Task to carry out: Copy each line of the entries below that contains the string "glass".

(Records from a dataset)
---------------

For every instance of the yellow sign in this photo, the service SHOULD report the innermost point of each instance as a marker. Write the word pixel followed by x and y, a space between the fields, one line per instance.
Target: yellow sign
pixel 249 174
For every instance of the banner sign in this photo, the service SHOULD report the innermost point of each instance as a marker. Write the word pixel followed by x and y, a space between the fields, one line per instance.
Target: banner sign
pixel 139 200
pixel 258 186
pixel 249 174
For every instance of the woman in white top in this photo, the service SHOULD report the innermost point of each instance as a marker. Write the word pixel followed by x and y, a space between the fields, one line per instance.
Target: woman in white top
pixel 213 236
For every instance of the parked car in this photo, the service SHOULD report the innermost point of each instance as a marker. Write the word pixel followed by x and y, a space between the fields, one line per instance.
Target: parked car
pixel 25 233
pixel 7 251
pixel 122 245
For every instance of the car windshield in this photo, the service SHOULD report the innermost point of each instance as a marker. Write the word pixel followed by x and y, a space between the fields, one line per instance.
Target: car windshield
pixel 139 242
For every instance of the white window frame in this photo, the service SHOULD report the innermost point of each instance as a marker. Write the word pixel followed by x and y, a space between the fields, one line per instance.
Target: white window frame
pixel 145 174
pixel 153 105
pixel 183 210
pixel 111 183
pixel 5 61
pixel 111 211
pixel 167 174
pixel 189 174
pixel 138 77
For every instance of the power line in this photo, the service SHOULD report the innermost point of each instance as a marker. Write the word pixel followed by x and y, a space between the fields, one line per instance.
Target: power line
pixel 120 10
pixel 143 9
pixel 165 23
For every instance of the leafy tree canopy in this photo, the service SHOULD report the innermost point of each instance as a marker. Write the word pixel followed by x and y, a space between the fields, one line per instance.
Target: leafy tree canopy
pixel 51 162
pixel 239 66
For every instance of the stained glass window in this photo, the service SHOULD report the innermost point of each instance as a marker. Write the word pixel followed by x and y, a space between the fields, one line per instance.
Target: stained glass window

---------------

Solution:
For every instance of the stained glass window in this photo, the service SHOULD report the innermost point of each instance as a marker. Write the word pixel followed by x and y, a space between the fields, one line per instance.
Target: stained glass window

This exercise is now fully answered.